# Разное > Камбуз >  Гукамоле

## Д.Срибный

Гукамоле - мексиканская закуска из авокадо. Употребляется с кукурузными чипсами, с хлебом, с лепешками, с мясом.

Главное в гукамоле, это спелые, но не перезревшие авокадо. Внутри мякоть авокадо не должна быть почерневшей. При нажатии на авокадо он должен слегка проминаться под пальцем, но не быть слишком мягким.

Существует множество вариаций гукамоле. Я предлагаю классический рецепт.

Ингредиенты:



Ингредиенты для гукамоле: спелые авокадо (2 шт), лайм (1 шт), красный лук (1-2 шт), помидоры (1-2 шт), свежий перец чили (1-2 стручка), кинза (1 пучок), черный перец, крупная соль.



Авокадо разрезать пополам, ножом удалить косточку из середины, мякоть вычерпать ложкой и размять вилкой до состояния пюре.

§ Задание 1
Сколько спелых авокадо нужно по рецепту из текста о гукамоле?
§ Задание 2
Перепечатайте без изменений часть текста о гукамоле, начиная со слов «## Д.Срибный» и заканчивая словами «предлагаю классический рецепт.».

§ Исходные данные
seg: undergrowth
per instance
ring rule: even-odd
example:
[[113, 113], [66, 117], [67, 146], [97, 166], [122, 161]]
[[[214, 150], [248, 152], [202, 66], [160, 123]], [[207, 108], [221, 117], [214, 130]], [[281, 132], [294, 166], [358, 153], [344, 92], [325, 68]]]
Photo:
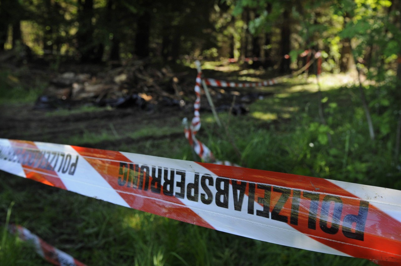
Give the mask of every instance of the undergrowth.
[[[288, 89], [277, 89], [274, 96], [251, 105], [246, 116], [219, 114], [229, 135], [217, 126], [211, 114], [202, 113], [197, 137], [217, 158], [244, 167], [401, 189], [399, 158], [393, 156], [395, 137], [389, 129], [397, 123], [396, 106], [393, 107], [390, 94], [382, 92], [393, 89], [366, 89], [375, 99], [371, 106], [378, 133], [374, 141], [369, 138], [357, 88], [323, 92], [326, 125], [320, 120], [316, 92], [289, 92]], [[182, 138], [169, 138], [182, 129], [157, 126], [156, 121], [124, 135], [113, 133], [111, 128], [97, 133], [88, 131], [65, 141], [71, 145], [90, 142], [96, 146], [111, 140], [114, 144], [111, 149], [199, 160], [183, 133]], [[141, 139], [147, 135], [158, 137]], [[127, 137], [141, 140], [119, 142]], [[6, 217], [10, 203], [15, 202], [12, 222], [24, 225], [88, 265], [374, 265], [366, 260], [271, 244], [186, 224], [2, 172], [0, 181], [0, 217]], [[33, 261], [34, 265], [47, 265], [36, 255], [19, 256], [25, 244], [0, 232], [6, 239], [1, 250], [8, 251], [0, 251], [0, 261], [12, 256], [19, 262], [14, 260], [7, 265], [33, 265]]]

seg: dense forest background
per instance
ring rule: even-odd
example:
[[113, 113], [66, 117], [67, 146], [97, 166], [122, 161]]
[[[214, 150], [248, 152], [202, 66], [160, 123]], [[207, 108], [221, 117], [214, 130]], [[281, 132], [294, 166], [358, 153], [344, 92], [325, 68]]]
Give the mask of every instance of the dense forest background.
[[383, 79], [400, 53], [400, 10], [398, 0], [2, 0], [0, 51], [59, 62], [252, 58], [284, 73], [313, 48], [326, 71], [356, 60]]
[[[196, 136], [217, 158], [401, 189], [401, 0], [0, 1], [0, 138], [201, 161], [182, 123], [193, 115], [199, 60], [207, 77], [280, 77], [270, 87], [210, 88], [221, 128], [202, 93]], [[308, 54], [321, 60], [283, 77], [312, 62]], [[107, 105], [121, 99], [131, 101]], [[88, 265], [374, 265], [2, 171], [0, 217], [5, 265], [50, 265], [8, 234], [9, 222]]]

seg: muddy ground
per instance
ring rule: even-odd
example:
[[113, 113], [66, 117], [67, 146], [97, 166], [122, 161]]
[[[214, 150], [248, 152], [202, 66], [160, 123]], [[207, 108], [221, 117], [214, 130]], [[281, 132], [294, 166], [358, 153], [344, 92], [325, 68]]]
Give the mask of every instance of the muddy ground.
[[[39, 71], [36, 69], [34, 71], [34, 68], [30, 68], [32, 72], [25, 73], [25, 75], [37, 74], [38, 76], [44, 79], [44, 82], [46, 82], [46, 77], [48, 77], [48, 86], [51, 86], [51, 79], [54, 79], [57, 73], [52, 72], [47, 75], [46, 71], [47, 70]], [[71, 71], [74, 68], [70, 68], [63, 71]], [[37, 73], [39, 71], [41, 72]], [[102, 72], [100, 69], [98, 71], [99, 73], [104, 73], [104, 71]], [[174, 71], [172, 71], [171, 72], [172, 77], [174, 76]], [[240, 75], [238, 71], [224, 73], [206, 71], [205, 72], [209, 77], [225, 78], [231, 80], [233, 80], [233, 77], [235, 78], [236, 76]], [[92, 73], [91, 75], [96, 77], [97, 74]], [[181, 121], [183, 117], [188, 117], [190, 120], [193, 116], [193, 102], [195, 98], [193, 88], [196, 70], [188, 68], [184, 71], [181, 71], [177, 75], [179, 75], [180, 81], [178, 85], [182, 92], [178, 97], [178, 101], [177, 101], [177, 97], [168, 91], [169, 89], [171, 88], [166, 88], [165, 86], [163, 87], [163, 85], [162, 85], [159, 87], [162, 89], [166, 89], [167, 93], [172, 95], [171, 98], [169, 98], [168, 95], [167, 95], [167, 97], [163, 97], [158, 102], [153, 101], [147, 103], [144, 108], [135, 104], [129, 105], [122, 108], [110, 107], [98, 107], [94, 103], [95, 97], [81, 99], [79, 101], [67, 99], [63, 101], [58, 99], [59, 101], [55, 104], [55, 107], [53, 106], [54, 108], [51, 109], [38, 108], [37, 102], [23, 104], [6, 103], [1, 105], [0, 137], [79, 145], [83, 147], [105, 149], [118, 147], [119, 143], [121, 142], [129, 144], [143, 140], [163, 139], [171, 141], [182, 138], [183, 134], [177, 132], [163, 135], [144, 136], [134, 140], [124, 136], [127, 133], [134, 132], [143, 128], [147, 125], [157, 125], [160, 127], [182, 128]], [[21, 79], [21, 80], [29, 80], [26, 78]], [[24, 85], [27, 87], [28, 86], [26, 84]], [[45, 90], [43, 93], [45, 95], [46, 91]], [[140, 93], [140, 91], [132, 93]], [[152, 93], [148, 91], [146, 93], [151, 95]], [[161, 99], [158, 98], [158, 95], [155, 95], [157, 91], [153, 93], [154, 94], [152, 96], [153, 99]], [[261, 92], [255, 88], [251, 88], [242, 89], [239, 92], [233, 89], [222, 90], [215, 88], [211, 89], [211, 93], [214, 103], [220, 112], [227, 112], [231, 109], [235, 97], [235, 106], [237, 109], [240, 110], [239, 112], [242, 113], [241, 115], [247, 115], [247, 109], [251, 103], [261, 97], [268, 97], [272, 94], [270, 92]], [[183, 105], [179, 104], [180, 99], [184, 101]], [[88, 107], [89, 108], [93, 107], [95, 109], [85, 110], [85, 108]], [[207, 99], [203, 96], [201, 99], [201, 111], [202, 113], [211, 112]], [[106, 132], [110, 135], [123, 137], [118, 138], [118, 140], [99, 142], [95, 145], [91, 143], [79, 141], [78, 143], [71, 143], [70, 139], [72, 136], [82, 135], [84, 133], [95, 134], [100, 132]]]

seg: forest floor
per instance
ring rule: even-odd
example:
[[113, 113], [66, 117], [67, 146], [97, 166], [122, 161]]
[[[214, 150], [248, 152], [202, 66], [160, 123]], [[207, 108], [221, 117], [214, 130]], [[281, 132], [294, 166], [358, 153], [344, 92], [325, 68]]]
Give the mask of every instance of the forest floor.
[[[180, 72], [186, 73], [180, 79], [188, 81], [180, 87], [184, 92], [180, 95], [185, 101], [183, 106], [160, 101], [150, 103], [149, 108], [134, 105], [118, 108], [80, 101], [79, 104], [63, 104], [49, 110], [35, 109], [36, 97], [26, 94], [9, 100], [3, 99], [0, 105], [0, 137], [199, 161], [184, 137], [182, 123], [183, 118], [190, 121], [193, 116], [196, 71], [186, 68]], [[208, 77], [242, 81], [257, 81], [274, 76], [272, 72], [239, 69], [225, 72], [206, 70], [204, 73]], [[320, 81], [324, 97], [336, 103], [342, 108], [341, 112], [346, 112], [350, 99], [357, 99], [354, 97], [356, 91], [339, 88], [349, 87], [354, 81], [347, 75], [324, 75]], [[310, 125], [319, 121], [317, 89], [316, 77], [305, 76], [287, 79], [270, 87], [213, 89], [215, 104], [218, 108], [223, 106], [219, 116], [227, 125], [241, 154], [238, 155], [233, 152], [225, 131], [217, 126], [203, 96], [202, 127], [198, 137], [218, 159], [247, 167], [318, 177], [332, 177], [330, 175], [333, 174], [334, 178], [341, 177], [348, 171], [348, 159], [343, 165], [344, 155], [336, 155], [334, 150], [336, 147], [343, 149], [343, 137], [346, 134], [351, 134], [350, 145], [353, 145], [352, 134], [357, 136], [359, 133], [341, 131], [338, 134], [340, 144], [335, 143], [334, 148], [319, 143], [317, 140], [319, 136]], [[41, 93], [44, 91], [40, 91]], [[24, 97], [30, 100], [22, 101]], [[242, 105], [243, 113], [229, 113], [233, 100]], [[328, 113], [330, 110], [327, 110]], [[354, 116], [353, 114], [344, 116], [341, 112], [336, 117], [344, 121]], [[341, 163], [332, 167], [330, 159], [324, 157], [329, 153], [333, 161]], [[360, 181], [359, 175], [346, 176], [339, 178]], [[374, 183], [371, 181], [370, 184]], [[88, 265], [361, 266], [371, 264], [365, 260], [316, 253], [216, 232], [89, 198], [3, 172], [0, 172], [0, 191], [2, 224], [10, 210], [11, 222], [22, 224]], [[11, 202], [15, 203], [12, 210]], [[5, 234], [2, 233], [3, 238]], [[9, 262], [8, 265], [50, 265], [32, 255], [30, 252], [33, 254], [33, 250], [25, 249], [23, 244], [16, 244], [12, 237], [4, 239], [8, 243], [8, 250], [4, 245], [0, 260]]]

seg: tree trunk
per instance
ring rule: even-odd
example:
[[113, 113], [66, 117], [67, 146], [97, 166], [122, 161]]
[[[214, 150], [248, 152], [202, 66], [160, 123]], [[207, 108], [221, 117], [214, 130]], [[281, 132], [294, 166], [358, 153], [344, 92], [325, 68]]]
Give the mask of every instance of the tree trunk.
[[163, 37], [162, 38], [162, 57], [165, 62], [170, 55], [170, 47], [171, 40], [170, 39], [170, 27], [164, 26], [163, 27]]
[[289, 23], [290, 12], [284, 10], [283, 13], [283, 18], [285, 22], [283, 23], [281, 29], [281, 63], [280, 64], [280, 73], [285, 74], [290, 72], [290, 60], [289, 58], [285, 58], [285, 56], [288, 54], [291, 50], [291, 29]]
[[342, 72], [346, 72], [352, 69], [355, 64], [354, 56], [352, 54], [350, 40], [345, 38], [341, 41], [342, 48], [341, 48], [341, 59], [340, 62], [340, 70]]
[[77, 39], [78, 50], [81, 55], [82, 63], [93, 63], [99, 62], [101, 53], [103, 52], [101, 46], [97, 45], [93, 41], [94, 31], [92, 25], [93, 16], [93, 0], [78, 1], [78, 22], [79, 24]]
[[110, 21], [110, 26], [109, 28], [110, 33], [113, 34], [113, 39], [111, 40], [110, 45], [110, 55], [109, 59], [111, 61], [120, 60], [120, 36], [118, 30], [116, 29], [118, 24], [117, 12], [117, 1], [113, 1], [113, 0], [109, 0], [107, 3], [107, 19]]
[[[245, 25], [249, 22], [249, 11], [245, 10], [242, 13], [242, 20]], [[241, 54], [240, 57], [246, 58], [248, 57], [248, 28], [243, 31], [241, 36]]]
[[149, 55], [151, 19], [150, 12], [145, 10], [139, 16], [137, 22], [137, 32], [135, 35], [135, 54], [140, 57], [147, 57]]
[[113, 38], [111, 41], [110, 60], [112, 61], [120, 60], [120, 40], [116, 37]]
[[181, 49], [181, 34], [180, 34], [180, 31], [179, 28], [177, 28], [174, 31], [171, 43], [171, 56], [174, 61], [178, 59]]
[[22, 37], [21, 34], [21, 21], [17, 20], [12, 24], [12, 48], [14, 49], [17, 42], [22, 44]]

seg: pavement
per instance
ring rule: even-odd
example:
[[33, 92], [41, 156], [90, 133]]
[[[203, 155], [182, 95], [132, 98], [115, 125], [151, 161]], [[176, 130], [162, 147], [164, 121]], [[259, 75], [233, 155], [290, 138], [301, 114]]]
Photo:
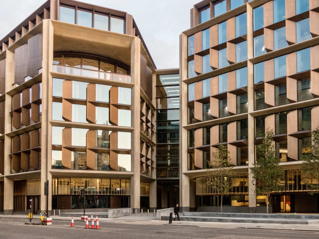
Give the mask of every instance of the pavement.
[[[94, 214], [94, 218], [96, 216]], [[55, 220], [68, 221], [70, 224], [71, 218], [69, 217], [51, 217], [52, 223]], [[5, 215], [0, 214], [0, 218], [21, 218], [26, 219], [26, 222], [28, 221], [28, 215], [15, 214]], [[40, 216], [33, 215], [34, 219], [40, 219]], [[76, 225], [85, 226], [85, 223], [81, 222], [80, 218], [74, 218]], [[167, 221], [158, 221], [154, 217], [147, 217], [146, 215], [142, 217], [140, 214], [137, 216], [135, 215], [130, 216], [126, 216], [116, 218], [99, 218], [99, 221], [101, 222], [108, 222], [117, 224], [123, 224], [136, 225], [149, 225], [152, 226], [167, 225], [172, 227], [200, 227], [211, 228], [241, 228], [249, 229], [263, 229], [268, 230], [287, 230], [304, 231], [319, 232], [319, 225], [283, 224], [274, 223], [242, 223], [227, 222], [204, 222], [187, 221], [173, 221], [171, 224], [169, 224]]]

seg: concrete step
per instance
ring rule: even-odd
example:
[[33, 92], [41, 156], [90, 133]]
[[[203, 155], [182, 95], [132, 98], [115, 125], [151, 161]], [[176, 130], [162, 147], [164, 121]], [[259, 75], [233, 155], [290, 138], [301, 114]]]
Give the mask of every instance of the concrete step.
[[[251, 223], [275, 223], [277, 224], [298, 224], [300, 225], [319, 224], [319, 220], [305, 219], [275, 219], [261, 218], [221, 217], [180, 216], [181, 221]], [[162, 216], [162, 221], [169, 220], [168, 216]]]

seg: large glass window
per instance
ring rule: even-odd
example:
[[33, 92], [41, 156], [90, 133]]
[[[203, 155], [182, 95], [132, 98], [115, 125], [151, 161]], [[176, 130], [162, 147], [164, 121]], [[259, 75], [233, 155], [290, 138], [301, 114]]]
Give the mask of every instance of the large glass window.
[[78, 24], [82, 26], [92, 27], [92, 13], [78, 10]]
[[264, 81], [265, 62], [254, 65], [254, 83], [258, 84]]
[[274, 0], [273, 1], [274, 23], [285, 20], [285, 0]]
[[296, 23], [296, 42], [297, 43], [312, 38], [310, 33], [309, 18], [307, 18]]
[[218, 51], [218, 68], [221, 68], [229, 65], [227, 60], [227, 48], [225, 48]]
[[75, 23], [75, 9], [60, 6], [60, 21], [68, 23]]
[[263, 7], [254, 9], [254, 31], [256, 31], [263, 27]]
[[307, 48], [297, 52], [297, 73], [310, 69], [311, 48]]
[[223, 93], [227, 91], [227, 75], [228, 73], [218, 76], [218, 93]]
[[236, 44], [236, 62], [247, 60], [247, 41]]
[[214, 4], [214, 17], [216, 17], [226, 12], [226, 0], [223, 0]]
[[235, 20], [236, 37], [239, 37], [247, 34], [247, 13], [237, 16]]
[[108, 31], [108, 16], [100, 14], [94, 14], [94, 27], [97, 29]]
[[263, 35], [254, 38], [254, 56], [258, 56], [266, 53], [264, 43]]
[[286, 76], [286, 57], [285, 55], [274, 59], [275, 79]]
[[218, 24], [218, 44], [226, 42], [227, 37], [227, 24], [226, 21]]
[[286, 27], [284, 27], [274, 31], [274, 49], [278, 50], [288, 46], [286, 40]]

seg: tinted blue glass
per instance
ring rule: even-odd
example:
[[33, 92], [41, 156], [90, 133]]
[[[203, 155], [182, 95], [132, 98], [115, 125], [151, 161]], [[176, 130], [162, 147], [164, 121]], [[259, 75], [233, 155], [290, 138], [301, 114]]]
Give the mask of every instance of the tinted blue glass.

§ Итоговый результат 1
Два.

§ Итоговый результат 2
## Д.Срибный

Гукамоле - мексиканская закуска из авокадо. Употребляется с кукурузными чипсами, с хлебом, с лепешками, с мясом.

Главное в гукамоле, это спелые, но не перезревшие авокадо. Внутри мякоть авокадо не должна быть почерневшей. При нажатии на авокадо он должен слегка проминаться под пальцем, но не быть слишком мягким.

Существует множество вариаций гукамоле. Я предлагаю классический рецепт.